Nothing below is to be printed except the lines between the line holding "Target: blue placemat" and the line holding "of the blonde", inclusive, each exactly as it appears.

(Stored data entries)
====

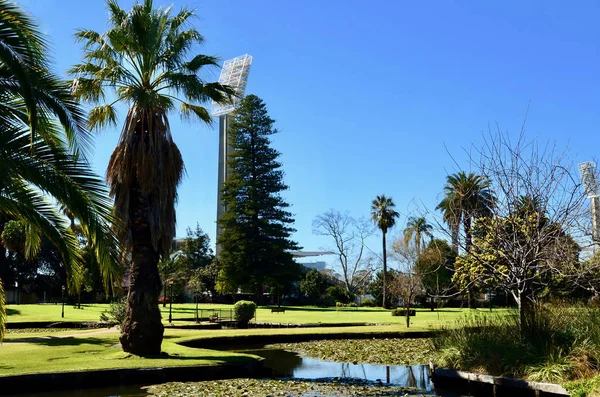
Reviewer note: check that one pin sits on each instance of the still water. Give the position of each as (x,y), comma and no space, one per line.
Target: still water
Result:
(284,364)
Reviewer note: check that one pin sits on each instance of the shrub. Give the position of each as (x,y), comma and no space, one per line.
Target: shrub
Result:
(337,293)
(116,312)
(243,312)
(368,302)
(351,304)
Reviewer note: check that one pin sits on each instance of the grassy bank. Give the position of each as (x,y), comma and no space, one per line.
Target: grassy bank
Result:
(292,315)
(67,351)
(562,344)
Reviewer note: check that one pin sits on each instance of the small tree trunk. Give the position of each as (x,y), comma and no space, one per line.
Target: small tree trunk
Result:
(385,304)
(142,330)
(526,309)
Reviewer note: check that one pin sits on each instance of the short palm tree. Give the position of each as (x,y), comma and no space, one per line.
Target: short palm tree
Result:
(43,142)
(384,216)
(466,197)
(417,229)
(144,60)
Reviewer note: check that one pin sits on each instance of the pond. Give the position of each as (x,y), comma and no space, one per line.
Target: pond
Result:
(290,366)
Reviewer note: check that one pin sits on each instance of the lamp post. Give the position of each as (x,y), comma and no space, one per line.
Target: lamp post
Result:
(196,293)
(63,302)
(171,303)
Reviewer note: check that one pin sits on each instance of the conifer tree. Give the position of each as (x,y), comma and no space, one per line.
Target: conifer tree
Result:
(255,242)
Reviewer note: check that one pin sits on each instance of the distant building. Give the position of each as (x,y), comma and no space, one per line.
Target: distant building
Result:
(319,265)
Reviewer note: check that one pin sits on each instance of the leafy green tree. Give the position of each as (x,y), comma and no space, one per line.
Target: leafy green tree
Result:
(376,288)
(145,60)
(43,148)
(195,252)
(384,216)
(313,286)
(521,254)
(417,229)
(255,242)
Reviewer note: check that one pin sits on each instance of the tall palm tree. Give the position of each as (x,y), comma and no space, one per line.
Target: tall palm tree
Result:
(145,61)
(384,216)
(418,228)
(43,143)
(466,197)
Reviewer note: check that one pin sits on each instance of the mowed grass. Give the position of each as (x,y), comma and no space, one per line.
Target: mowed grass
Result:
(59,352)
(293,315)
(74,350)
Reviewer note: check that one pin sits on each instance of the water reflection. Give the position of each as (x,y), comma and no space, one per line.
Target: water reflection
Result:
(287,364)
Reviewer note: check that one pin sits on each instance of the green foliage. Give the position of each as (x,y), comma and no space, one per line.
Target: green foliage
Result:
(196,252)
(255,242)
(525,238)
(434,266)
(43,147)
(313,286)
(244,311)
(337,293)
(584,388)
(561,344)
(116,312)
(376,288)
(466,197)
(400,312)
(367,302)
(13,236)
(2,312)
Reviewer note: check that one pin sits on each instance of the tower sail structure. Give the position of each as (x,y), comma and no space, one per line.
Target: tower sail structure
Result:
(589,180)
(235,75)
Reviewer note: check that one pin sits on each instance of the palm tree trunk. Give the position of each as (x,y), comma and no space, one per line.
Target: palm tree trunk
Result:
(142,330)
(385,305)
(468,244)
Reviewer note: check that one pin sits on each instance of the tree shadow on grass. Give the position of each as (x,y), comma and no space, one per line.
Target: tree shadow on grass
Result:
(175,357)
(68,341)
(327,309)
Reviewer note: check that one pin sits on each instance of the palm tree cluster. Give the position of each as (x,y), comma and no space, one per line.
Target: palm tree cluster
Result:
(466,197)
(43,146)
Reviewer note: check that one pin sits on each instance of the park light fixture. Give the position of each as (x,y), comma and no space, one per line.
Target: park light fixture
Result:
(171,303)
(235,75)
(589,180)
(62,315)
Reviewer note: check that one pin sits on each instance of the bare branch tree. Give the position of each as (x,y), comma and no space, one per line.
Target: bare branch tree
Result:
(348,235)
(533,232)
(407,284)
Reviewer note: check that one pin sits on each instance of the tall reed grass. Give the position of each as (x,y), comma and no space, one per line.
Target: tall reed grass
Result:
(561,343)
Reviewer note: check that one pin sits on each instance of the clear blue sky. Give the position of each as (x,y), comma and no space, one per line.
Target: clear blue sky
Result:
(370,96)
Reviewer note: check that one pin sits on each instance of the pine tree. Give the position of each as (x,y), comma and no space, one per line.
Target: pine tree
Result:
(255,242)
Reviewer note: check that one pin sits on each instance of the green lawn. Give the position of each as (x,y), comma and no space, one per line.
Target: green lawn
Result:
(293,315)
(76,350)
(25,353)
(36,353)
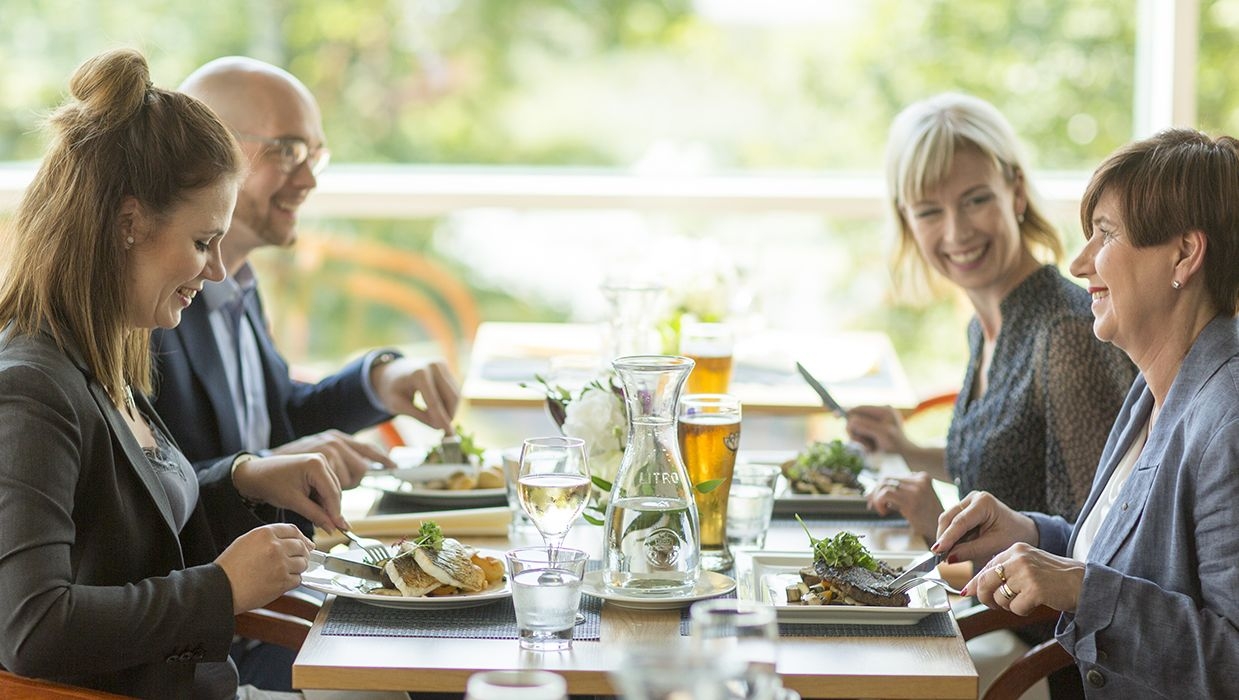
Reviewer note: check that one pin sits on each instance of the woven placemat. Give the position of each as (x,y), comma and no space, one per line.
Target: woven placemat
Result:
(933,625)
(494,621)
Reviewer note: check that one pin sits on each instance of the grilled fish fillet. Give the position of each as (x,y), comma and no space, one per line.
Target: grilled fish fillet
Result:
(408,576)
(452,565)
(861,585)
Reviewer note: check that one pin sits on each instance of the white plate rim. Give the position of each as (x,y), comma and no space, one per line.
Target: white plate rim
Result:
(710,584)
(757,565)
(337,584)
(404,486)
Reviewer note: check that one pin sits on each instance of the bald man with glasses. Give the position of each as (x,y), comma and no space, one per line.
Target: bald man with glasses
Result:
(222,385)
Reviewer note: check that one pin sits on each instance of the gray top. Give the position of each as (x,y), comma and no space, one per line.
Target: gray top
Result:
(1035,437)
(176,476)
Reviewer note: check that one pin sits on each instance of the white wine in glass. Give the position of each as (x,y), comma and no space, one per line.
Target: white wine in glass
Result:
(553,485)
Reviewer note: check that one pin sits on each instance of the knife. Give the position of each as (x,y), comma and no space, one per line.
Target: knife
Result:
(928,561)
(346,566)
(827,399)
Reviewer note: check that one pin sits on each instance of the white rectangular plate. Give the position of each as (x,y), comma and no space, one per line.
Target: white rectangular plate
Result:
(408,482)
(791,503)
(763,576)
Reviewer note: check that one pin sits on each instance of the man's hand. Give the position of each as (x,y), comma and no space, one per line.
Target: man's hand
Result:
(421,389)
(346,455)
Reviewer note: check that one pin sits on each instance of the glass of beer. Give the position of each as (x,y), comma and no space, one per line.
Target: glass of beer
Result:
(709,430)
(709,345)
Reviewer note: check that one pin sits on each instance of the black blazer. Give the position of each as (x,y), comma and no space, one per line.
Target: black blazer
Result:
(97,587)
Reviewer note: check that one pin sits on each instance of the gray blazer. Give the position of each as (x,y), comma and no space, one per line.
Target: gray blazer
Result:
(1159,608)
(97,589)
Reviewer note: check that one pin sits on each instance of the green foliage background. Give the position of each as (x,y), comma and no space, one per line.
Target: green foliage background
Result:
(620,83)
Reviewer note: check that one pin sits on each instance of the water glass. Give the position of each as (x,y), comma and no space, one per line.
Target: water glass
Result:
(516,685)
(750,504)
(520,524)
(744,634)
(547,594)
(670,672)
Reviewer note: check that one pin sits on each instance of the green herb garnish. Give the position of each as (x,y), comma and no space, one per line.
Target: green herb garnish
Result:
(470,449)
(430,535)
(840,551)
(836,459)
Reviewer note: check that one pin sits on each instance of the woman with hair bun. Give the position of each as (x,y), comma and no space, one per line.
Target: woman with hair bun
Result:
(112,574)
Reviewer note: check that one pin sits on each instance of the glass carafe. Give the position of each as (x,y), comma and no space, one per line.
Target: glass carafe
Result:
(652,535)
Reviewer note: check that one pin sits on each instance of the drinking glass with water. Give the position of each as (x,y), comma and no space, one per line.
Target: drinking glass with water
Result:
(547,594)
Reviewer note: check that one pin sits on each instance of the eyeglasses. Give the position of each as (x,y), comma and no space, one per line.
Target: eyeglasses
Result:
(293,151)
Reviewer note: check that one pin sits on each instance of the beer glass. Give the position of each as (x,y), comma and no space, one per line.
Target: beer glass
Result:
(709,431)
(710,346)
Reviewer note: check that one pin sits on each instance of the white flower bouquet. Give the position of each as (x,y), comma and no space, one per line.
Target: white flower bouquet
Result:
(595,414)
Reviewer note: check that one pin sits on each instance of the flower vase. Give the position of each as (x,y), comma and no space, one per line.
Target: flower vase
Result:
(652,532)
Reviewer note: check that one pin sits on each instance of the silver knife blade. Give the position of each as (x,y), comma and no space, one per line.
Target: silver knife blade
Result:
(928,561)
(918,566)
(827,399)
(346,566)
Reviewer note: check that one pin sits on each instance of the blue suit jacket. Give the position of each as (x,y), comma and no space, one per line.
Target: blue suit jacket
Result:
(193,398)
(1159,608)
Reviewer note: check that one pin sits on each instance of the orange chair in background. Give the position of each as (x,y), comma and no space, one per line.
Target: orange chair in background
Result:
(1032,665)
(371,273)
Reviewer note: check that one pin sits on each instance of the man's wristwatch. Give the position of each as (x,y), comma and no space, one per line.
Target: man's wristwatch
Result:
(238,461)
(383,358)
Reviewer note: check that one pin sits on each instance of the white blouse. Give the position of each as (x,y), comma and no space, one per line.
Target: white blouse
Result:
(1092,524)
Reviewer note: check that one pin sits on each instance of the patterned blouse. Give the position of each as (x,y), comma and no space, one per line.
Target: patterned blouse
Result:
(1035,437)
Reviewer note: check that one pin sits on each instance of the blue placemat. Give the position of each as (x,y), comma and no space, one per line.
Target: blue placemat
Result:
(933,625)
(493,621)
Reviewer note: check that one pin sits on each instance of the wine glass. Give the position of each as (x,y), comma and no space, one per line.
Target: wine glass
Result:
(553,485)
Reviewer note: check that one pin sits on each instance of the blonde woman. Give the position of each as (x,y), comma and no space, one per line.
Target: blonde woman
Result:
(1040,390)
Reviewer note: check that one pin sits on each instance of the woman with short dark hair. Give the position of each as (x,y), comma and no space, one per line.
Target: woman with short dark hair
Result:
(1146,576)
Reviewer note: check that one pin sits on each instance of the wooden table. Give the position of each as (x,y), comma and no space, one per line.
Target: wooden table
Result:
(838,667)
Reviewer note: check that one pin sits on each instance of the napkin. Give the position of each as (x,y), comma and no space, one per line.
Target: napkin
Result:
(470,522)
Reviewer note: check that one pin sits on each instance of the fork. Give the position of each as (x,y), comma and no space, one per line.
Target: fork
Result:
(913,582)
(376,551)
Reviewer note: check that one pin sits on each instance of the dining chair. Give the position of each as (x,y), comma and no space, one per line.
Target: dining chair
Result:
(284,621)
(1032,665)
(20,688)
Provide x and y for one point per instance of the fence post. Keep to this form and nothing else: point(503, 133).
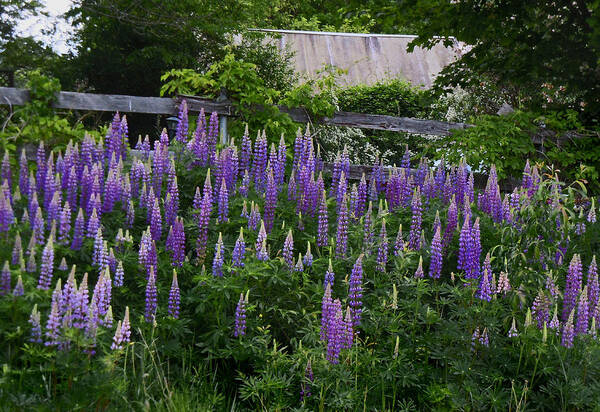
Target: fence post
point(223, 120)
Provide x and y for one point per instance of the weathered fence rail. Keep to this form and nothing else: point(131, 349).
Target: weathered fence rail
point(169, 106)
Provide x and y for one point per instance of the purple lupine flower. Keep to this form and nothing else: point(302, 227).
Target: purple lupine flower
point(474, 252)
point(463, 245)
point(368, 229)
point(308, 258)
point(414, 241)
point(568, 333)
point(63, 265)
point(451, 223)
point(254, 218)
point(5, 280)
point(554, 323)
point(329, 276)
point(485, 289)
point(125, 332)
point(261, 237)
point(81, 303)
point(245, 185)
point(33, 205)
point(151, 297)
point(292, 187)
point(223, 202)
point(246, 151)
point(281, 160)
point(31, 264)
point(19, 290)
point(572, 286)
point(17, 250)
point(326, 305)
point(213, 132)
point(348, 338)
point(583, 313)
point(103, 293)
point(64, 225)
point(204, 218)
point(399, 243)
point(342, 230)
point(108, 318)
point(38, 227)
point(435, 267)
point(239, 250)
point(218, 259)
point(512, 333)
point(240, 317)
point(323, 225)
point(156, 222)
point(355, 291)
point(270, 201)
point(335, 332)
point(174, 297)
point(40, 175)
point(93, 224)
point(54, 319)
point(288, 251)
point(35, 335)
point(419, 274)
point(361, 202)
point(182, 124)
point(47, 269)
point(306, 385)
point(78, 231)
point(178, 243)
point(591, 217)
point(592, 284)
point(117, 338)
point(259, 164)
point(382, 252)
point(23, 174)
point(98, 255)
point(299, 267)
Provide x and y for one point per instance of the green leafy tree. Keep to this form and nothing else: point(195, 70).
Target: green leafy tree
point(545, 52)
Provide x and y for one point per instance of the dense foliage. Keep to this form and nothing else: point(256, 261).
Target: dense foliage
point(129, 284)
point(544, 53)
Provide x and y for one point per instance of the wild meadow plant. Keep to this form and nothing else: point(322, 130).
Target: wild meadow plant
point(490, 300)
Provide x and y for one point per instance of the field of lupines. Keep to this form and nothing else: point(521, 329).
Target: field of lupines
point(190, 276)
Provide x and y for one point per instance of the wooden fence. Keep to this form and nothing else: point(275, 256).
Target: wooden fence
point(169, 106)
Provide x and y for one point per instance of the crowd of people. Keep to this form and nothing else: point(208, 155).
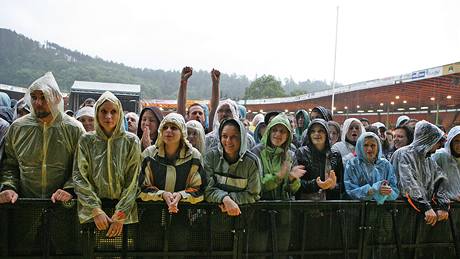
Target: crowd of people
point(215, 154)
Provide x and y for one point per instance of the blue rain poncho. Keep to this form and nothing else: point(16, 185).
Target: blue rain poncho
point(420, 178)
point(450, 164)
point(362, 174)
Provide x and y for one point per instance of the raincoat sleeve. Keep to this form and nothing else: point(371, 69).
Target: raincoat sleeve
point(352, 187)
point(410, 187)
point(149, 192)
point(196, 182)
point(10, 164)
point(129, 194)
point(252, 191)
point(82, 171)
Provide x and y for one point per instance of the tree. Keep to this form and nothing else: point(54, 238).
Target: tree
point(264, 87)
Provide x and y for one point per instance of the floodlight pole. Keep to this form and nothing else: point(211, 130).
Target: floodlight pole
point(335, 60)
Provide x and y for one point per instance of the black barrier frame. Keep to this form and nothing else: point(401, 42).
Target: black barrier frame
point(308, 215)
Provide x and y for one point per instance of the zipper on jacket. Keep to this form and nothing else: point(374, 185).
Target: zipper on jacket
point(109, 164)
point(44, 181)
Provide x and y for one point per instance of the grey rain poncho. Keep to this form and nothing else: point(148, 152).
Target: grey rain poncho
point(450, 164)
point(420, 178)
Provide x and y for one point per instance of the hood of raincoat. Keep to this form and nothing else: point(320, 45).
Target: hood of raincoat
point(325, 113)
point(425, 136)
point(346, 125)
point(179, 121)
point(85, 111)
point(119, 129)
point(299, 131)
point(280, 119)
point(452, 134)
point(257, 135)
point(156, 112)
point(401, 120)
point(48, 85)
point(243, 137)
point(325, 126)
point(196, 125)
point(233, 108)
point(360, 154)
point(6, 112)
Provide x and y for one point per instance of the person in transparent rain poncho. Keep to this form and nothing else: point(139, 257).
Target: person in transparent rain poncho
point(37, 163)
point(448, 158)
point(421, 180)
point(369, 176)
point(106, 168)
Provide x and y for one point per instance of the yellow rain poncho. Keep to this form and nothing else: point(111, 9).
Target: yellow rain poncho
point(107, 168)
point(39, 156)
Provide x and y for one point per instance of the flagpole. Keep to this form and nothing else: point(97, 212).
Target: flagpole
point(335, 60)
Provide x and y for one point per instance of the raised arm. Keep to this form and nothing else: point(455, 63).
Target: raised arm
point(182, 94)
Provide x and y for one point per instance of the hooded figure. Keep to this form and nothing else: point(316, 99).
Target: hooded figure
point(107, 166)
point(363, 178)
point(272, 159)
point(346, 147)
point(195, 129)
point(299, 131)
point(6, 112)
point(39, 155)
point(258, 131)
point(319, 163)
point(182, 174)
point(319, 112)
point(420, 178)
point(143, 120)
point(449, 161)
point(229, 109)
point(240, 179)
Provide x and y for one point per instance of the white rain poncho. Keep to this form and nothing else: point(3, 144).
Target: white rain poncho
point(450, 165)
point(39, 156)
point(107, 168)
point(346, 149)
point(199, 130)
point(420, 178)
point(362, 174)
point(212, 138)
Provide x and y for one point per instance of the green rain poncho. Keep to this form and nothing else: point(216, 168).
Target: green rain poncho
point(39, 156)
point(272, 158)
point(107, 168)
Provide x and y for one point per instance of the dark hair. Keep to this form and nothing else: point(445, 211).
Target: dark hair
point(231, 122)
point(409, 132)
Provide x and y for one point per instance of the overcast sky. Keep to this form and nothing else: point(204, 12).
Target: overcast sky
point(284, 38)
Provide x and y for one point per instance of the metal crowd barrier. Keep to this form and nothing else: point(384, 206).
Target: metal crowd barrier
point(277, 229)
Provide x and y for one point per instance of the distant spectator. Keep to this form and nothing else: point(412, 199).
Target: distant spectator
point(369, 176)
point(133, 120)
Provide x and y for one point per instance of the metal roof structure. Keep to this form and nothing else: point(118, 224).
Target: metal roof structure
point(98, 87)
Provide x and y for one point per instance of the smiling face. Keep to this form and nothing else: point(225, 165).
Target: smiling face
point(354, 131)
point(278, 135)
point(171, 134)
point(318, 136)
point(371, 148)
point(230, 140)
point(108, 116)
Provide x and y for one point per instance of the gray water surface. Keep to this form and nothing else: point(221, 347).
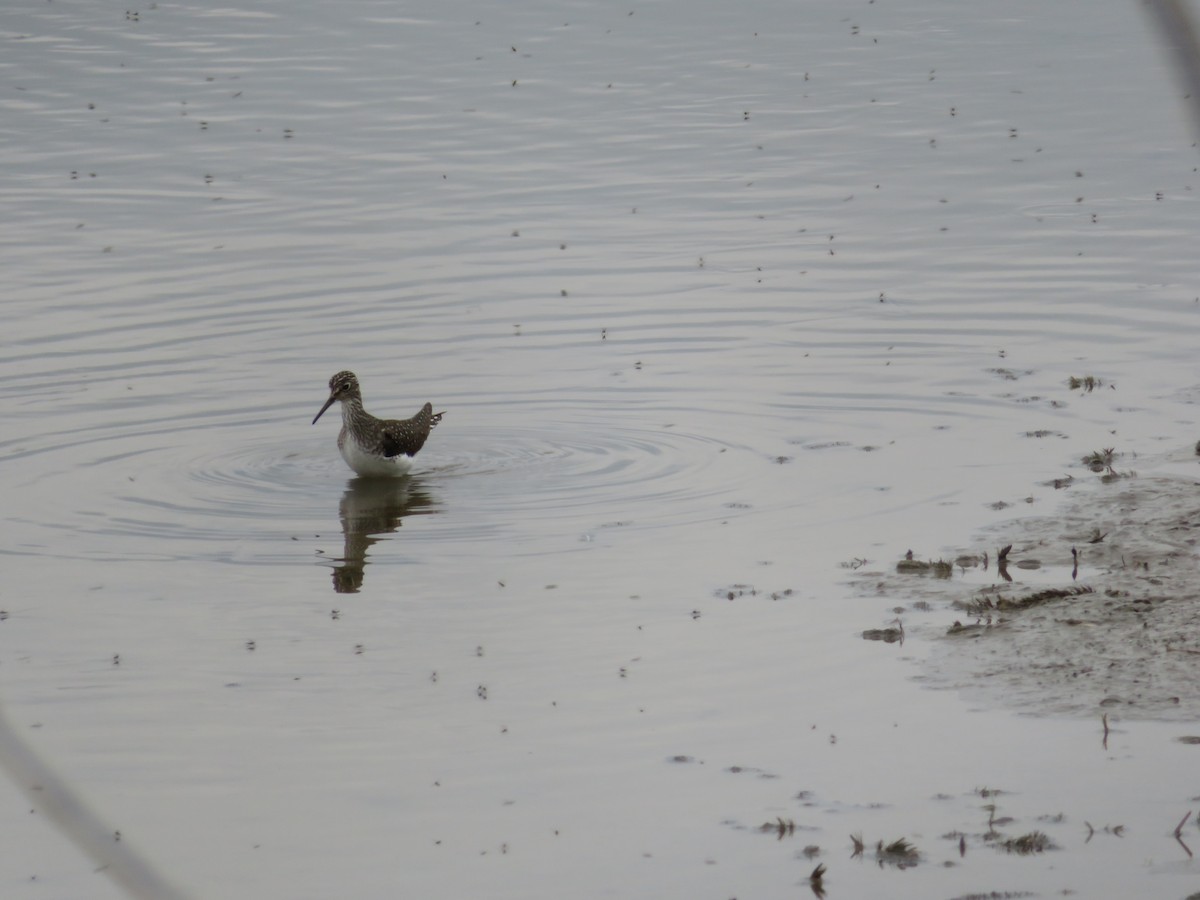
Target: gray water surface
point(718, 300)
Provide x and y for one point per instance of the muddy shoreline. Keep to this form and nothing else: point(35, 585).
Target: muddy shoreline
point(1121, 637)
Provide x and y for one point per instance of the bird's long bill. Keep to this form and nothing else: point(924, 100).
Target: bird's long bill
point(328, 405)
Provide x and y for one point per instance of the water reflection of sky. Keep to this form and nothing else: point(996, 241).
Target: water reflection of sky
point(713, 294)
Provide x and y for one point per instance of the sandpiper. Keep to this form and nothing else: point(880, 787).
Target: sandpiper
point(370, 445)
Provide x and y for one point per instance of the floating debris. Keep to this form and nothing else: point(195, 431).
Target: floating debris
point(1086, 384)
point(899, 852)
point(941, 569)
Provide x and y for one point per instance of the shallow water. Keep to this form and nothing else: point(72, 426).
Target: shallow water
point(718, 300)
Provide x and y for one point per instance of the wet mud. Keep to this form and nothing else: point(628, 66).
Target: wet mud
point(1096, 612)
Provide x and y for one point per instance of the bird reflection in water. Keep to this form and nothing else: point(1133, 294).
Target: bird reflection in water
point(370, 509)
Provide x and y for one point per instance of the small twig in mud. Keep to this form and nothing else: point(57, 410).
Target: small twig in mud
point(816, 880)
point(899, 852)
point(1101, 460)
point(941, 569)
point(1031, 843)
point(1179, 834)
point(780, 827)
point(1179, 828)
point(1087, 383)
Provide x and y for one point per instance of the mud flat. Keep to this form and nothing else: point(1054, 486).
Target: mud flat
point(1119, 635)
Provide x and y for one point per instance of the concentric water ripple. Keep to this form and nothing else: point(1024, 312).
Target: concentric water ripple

====

» RESPONSE AREA:
Target: blue placemat
Result:
(933,625)
(493,621)
Reviewer note: check that one pin sits on each instance of the wine glass. Give the position of each as (x,y), comma and no space, one per line.
Target: wine glass
Result:
(553,485)
Reviewer note: check that one pin sits on each instance of the blonde woman. Give the position of each as (x,y), comma and no space, one per line.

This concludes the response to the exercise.